▸ **Given instruction**
Pictures stay out of the copy; set down each line of the listing below exactly.

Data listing
★ ★ ★

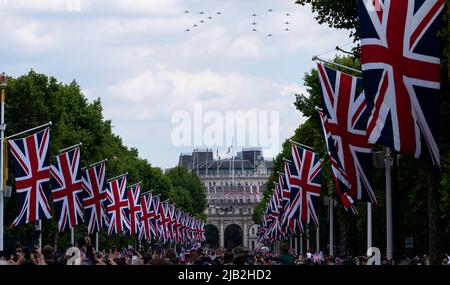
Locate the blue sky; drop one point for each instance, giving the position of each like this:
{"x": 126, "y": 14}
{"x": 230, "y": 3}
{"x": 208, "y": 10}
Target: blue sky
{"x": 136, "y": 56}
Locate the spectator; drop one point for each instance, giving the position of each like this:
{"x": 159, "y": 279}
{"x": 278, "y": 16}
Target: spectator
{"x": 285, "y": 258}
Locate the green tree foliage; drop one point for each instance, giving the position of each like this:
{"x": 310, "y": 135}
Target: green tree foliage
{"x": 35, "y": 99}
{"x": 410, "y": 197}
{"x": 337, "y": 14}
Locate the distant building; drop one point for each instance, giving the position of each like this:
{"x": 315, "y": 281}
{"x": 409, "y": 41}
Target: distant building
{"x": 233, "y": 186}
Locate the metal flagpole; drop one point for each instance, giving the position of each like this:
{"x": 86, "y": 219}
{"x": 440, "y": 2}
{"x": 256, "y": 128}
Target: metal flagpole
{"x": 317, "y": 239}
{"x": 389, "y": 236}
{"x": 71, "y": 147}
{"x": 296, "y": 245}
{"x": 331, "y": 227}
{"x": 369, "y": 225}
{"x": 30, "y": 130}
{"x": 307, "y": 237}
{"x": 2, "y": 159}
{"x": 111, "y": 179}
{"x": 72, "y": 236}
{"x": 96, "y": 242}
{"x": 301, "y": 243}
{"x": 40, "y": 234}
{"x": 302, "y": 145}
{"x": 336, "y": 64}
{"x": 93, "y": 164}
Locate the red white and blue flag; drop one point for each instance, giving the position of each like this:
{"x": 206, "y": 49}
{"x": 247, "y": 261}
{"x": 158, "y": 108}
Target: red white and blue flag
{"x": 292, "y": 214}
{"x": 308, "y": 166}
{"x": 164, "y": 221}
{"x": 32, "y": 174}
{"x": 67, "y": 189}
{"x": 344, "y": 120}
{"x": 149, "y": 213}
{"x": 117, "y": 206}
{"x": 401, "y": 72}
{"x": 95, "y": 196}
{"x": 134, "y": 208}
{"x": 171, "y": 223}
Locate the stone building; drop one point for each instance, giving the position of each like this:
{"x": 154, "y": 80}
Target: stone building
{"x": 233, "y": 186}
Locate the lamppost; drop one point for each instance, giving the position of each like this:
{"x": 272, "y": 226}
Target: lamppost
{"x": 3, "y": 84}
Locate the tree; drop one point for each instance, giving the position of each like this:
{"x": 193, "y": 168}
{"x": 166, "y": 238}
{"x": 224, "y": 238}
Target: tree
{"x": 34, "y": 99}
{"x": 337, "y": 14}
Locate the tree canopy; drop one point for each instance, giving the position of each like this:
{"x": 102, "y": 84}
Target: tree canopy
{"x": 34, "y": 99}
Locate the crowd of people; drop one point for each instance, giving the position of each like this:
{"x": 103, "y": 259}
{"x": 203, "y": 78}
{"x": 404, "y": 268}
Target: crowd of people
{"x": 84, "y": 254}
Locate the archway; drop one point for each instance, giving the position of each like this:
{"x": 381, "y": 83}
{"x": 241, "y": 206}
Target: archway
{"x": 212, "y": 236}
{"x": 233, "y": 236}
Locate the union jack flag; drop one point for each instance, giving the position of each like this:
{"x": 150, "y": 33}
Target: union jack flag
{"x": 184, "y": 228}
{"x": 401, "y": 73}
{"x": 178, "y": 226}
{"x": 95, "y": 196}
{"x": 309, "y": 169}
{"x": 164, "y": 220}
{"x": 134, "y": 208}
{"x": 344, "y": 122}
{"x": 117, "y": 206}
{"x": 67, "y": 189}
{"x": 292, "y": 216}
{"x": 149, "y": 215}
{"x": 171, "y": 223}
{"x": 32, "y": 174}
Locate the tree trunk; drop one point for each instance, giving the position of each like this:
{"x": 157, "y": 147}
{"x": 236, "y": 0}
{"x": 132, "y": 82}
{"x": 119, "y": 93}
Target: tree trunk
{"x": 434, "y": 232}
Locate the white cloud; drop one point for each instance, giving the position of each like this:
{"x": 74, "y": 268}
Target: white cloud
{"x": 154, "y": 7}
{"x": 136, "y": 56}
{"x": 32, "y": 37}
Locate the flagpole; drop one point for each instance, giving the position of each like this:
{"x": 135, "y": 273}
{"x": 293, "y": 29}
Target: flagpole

★ ★ ★

▸ **Answer for the task**
Locate the blue sky; drop one point for each instance, giving the position of each like this:
{"x": 126, "y": 14}
{"x": 230, "y": 3}
{"x": 208, "y": 10}
Target: blue sky
{"x": 136, "y": 56}
Locate the spectator; drop one point for each instance, giving the position of each like this:
{"x": 159, "y": 279}
{"x": 278, "y": 16}
Target: spectator
{"x": 285, "y": 258}
Locate the green tree foliage; drop one point for each instance, giving the position of each like this:
{"x": 310, "y": 135}
Target: green tree foliage
{"x": 35, "y": 99}
{"x": 410, "y": 197}
{"x": 337, "y": 14}
Locate the distant building; drop one point for each instance, giving the position of each like this:
{"x": 315, "y": 281}
{"x": 409, "y": 41}
Target: distant building
{"x": 233, "y": 186}
Locate the metal flagpole; drop one point for each instance, giving the position of each like this:
{"x": 86, "y": 219}
{"x": 440, "y": 2}
{"x": 256, "y": 128}
Target: metal flagpole
{"x": 317, "y": 239}
{"x": 389, "y": 236}
{"x": 71, "y": 147}
{"x": 296, "y": 245}
{"x": 331, "y": 227}
{"x": 369, "y": 225}
{"x": 30, "y": 130}
{"x": 307, "y": 237}
{"x": 2, "y": 159}
{"x": 111, "y": 179}
{"x": 72, "y": 236}
{"x": 96, "y": 242}
{"x": 301, "y": 243}
{"x": 40, "y": 234}
{"x": 302, "y": 145}
{"x": 336, "y": 64}
{"x": 93, "y": 164}
Locate the red white and blue flag; drop one point for each instance, giving the position of each like this:
{"x": 206, "y": 49}
{"x": 247, "y": 261}
{"x": 158, "y": 108}
Target: red white and blue flag
{"x": 292, "y": 214}
{"x": 308, "y": 166}
{"x": 164, "y": 221}
{"x": 32, "y": 174}
{"x": 67, "y": 189}
{"x": 344, "y": 120}
{"x": 149, "y": 213}
{"x": 117, "y": 206}
{"x": 401, "y": 72}
{"x": 95, "y": 196}
{"x": 134, "y": 208}
{"x": 171, "y": 223}
Locate the stone building; drop one point for each instance, giving the position of each like this:
{"x": 154, "y": 80}
Target: stone building
{"x": 233, "y": 186}
Locate the lamppost; drop one point for each instance, giving the position of each like this:
{"x": 272, "y": 226}
Target: lamppost
{"x": 3, "y": 84}
Locate the tree; drop one point for each instance, giving the position of each like this:
{"x": 193, "y": 168}
{"x": 166, "y": 238}
{"x": 224, "y": 238}
Target: tree
{"x": 34, "y": 99}
{"x": 337, "y": 14}
Locate the tree canopy; drop one point for each instance, giving the position of each like this:
{"x": 102, "y": 84}
Target: tree canopy
{"x": 34, "y": 99}
Locate the crowd of people; drop one point for each instance, giving the position of each like this:
{"x": 103, "y": 259}
{"x": 203, "y": 78}
{"x": 404, "y": 268}
Target: crowd of people
{"x": 84, "y": 254}
Locate the archway; drop one point for each instance, giving the position of each like this:
{"x": 381, "y": 83}
{"x": 241, "y": 206}
Target: archway
{"x": 212, "y": 236}
{"x": 233, "y": 236}
Locate the union jack flag; drop one point for each instance, giving the position of each like this:
{"x": 150, "y": 33}
Target: union jack flag
{"x": 184, "y": 228}
{"x": 401, "y": 73}
{"x": 178, "y": 226}
{"x": 95, "y": 196}
{"x": 309, "y": 169}
{"x": 164, "y": 220}
{"x": 134, "y": 208}
{"x": 344, "y": 122}
{"x": 117, "y": 206}
{"x": 67, "y": 189}
{"x": 292, "y": 216}
{"x": 149, "y": 215}
{"x": 171, "y": 223}
{"x": 32, "y": 174}
Locate the tree trunk; drop one point for each instance, giving the position of each like this:
{"x": 157, "y": 147}
{"x": 236, "y": 0}
{"x": 132, "y": 82}
{"x": 119, "y": 93}
Target: tree trunk
{"x": 434, "y": 232}
Locate the white cloud; drop one point for each instance, giving the position of each like this:
{"x": 74, "y": 268}
Target: white cloud
{"x": 154, "y": 7}
{"x": 136, "y": 56}
{"x": 32, "y": 37}
Locate the flagpole; drop one point for each instance, giving the position of each like this:
{"x": 135, "y": 273}
{"x": 293, "y": 29}
Target: flagpole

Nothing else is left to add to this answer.